Exercise objective: Update the lines between the ones holding "</instance>" and "positive clicks: (622, 122) (667, 88)", inclusive, by replacing "rough mask" with "coarse mask" and leaving everything else unchanged.

Data for this exercise:
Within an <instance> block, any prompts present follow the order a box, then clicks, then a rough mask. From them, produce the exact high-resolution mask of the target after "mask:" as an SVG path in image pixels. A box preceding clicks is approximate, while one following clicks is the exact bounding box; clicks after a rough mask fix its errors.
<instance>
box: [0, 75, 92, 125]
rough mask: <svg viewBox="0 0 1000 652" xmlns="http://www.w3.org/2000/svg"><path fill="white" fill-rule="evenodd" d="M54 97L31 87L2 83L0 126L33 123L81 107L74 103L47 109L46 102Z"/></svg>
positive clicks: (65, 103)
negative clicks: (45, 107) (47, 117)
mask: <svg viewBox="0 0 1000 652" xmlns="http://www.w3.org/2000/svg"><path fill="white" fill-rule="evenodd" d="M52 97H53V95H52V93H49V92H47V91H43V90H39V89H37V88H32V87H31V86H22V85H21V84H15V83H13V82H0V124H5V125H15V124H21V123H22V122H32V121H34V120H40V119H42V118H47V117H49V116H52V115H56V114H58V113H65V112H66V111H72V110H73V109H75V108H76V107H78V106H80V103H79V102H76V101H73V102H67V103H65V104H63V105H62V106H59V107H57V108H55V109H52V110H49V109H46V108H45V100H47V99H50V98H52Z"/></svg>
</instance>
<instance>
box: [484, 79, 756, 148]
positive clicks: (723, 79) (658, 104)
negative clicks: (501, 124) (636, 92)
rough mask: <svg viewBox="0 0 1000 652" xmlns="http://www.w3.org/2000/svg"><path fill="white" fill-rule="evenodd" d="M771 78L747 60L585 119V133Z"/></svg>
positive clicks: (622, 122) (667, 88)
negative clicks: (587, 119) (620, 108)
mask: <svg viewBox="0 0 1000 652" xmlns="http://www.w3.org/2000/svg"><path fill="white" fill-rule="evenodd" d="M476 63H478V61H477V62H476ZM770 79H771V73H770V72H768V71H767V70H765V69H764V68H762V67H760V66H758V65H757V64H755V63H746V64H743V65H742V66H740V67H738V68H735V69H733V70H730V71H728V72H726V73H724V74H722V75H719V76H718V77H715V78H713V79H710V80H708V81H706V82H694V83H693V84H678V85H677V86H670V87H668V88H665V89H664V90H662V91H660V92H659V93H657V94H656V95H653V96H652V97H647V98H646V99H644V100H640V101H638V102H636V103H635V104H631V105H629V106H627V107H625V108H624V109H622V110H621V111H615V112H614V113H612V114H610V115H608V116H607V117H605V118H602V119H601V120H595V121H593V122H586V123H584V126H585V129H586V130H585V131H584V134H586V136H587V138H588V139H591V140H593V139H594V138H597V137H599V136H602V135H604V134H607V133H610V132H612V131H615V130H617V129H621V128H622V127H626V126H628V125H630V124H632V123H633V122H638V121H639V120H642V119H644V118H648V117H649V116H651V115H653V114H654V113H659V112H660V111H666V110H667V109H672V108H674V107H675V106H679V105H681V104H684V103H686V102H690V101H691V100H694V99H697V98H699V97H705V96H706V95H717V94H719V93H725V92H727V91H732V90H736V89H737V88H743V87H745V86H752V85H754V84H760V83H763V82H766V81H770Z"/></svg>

Output below:
</instance>
<instance>
box: [484, 79, 756, 148]
positive clicks: (723, 79) (658, 104)
negative clicks: (501, 124) (636, 92)
coarse mask: <svg viewBox="0 0 1000 652" xmlns="http://www.w3.org/2000/svg"><path fill="white" fill-rule="evenodd" d="M771 78L747 60L585 119V133Z"/></svg>
positive clicks: (622, 122) (667, 88)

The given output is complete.